Copy out the records starting at the line that contains "every visible utility" and ending at the line that contains "top-left (274, 197), bottom-right (296, 221)", both lines included, with the requests kept in place. Offset every coordinate in the answers by 148, and leave the numbers in the requests and their format samples unchanged.

######

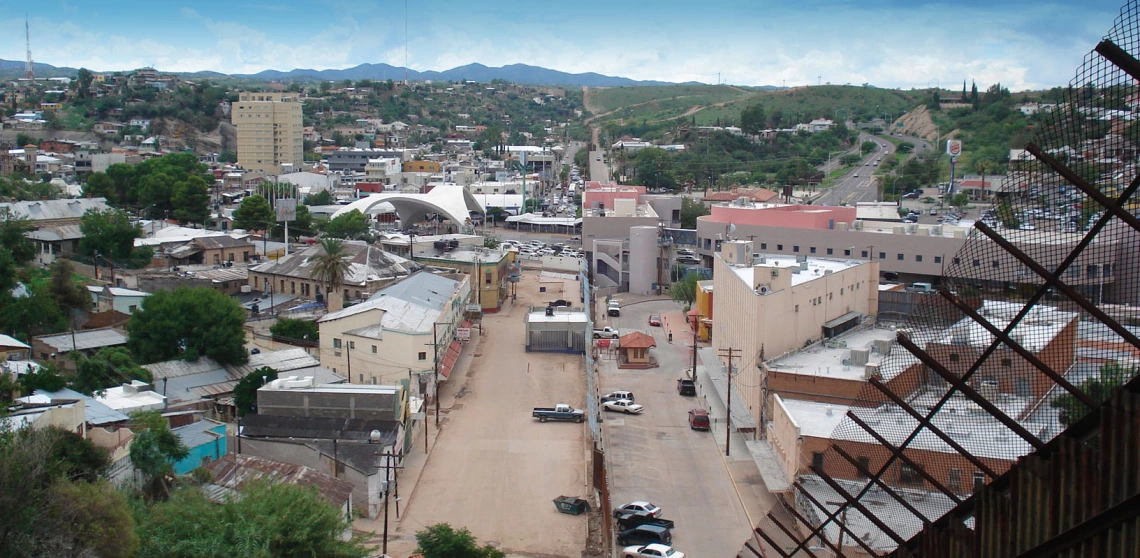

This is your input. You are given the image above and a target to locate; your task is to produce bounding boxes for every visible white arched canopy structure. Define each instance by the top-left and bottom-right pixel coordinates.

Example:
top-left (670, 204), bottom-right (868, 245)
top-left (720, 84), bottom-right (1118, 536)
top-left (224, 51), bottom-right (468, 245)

top-left (332, 184), bottom-right (486, 225)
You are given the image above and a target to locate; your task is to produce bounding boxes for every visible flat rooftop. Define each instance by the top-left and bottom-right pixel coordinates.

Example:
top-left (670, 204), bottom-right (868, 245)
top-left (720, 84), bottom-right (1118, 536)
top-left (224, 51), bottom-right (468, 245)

top-left (935, 300), bottom-right (1077, 353)
top-left (781, 390), bottom-right (1053, 458)
top-left (768, 327), bottom-right (918, 380)
top-left (728, 253), bottom-right (866, 286)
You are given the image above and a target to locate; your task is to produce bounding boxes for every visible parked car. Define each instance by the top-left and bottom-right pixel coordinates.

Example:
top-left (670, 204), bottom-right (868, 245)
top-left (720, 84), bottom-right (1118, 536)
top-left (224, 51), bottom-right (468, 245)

top-left (689, 409), bottom-right (710, 430)
top-left (621, 544), bottom-right (685, 558)
top-left (530, 403), bottom-right (586, 422)
top-left (618, 525), bottom-right (673, 545)
top-left (602, 399), bottom-right (645, 414)
top-left (594, 325), bottom-right (621, 339)
top-left (618, 511), bottom-right (676, 529)
top-left (613, 500), bottom-right (661, 517)
top-left (602, 389), bottom-right (637, 403)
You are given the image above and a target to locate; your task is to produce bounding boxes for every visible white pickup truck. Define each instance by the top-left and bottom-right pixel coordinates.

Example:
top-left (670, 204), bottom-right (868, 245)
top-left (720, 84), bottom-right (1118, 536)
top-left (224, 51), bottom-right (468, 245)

top-left (594, 326), bottom-right (621, 339)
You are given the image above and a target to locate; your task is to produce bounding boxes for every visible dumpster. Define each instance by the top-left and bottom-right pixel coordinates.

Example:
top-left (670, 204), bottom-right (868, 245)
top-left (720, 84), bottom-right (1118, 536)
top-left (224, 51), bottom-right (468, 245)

top-left (554, 496), bottom-right (589, 516)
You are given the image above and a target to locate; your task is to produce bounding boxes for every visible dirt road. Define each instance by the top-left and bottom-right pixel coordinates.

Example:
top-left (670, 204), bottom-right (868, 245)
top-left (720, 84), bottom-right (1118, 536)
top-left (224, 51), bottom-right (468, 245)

top-left (389, 273), bottom-right (587, 558)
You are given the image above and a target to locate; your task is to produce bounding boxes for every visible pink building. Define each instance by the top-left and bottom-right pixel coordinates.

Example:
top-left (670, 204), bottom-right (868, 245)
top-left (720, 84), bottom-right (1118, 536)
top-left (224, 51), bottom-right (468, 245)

top-left (702, 204), bottom-right (855, 229)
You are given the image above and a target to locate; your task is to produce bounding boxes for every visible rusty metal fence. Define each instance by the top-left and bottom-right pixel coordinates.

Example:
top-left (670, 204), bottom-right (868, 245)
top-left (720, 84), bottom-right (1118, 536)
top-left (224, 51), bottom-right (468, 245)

top-left (749, 1), bottom-right (1140, 558)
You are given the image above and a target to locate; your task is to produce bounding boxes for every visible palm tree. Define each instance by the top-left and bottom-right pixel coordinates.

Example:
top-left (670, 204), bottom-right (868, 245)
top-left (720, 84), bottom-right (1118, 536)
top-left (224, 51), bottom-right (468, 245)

top-left (306, 238), bottom-right (349, 300)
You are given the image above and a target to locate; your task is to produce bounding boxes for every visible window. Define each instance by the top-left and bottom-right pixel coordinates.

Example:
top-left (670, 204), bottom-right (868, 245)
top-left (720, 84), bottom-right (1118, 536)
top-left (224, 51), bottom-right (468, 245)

top-left (946, 468), bottom-right (962, 491)
top-left (898, 463), bottom-right (922, 485)
top-left (812, 452), bottom-right (823, 471)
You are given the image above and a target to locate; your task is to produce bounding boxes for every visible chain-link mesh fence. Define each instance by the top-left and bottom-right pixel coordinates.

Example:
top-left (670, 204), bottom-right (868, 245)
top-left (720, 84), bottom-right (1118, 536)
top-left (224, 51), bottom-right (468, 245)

top-left (758, 2), bottom-right (1140, 556)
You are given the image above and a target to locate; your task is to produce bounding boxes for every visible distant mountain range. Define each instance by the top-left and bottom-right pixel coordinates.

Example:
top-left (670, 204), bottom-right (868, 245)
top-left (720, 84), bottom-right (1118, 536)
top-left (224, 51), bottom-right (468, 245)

top-left (0, 59), bottom-right (697, 87)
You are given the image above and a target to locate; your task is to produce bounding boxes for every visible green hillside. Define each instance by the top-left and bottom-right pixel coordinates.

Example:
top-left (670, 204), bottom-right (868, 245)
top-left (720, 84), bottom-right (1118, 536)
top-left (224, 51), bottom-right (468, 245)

top-left (589, 86), bottom-right (920, 128)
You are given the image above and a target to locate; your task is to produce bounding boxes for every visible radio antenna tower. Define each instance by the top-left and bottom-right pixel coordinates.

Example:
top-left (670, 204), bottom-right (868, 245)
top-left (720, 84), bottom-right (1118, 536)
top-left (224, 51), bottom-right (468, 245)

top-left (24, 14), bottom-right (35, 80)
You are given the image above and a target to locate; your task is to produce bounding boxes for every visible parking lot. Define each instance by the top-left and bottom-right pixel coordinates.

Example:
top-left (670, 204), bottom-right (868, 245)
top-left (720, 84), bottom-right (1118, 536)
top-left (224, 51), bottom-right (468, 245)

top-left (597, 300), bottom-right (750, 557)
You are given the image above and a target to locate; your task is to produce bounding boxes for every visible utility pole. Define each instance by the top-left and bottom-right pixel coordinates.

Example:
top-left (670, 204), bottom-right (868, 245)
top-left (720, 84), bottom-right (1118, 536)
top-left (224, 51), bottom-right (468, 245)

top-left (720, 347), bottom-right (740, 455)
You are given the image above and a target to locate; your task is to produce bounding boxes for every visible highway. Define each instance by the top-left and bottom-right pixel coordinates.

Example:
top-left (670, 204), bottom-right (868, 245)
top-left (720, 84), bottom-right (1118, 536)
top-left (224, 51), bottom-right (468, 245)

top-left (812, 134), bottom-right (895, 205)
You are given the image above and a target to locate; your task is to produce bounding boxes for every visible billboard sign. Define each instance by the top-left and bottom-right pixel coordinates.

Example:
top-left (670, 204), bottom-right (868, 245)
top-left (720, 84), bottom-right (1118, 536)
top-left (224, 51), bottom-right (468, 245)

top-left (274, 197), bottom-right (296, 221)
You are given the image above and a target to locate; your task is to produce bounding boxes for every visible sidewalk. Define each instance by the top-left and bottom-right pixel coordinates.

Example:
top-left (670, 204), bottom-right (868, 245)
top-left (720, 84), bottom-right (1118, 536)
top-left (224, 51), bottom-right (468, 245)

top-left (352, 326), bottom-right (485, 557)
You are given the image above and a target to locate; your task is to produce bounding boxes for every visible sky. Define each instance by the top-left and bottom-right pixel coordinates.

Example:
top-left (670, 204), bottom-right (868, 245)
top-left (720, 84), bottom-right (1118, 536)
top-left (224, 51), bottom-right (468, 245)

top-left (0, 0), bottom-right (1125, 91)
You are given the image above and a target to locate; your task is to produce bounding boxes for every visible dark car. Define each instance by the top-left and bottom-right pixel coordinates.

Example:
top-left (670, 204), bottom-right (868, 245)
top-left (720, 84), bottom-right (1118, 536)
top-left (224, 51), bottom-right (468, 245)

top-left (618, 525), bottom-right (673, 545)
top-left (689, 409), bottom-right (709, 430)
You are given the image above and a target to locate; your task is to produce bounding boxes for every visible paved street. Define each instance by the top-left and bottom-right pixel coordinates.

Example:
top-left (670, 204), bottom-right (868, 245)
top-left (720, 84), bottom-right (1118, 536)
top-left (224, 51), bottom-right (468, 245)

top-left (389, 274), bottom-right (589, 558)
top-left (599, 297), bottom-right (750, 557)
top-left (813, 134), bottom-right (895, 205)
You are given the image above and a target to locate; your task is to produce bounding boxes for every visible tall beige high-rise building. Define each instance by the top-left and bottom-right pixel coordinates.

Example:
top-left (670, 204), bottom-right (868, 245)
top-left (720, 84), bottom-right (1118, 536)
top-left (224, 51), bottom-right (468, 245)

top-left (231, 92), bottom-right (304, 175)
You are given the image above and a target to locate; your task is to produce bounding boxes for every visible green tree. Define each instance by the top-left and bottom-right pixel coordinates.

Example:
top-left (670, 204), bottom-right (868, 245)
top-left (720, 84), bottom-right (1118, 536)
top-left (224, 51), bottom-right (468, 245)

top-left (75, 67), bottom-right (95, 99)
top-left (170, 176), bottom-right (210, 224)
top-left (0, 208), bottom-right (35, 264)
top-left (234, 194), bottom-right (276, 231)
top-left (127, 288), bottom-right (250, 364)
top-left (669, 272), bottom-right (701, 306)
top-left (79, 209), bottom-right (143, 275)
top-left (234, 366), bottom-right (277, 417)
top-left (269, 317), bottom-right (320, 342)
top-left (136, 480), bottom-right (368, 558)
top-left (0, 291), bottom-right (67, 342)
top-left (681, 197), bottom-right (709, 228)
top-left (308, 238), bottom-right (349, 299)
top-left (325, 209), bottom-right (368, 240)
top-left (1049, 363), bottom-right (1137, 426)
top-left (48, 258), bottom-right (91, 316)
top-left (416, 523), bottom-right (506, 558)
top-left (68, 347), bottom-right (153, 395)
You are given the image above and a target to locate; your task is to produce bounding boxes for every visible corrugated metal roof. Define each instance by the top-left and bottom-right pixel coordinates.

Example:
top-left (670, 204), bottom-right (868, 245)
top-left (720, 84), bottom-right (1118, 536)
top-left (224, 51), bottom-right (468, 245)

top-left (0, 197), bottom-right (111, 221)
top-left (170, 419), bottom-right (226, 447)
top-left (34, 327), bottom-right (127, 353)
top-left (24, 225), bottom-right (83, 242)
top-left (203, 454), bottom-right (352, 507)
top-left (35, 388), bottom-right (130, 427)
top-left (252, 241), bottom-right (423, 285)
top-left (372, 272), bottom-right (459, 310)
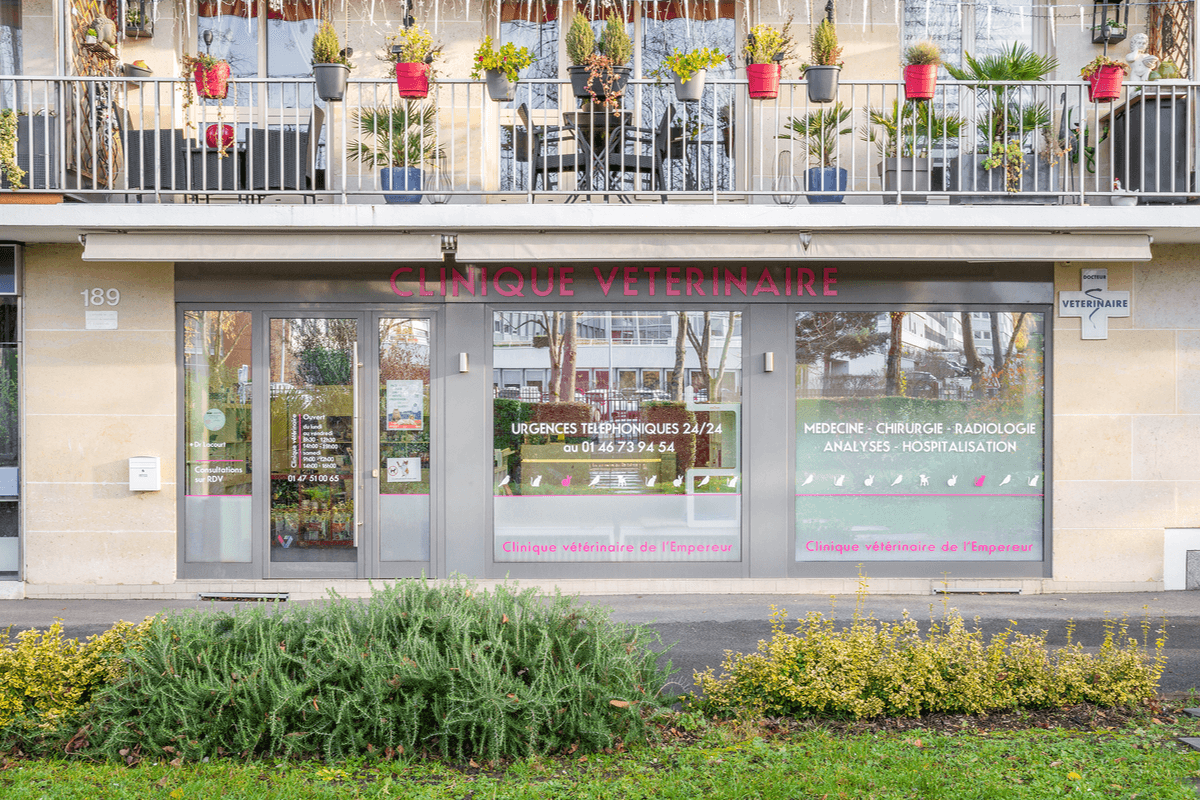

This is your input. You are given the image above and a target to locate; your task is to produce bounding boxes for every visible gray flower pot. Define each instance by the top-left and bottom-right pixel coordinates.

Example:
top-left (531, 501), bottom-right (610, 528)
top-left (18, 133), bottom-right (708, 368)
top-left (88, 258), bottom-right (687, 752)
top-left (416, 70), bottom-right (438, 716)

######

> TASK SOLUTION:
You are given the image above and a target to locate; your task is to produce bounding boxes for every visible utility pole. Define each instance by the top-left and bottom-right pixel coordinates.

Example:
top-left (670, 204), bottom-right (868, 245)
top-left (720, 84), bottom-right (1118, 536)
top-left (224, 51), bottom-right (468, 245)

top-left (868, 495), bottom-right (888, 603)
You are given the image above and a target to locate; your task is to produce bounding boxes for every visible highway. Define each instance by the top-left and bottom-right pixel coordinates.

Example:
top-left (670, 204), bottom-right (868, 245)
top-left (720, 84), bottom-right (1118, 536)
top-left (224, 51), bottom-right (468, 245)

top-left (960, 282), bottom-right (1043, 353)
You are given the image above and a target to locate; your task is to produce bounding boxes for every visible billboard sign. Define each instance by the top-left and bottom-right pixel coordinates.

Example:
top-left (670, 204), bottom-right (868, 245)
top-left (720, 84), bottom-right (1118, 536)
top-left (224, 51), bottom-right (468, 245)

top-left (422, 345), bottom-right (444, 369)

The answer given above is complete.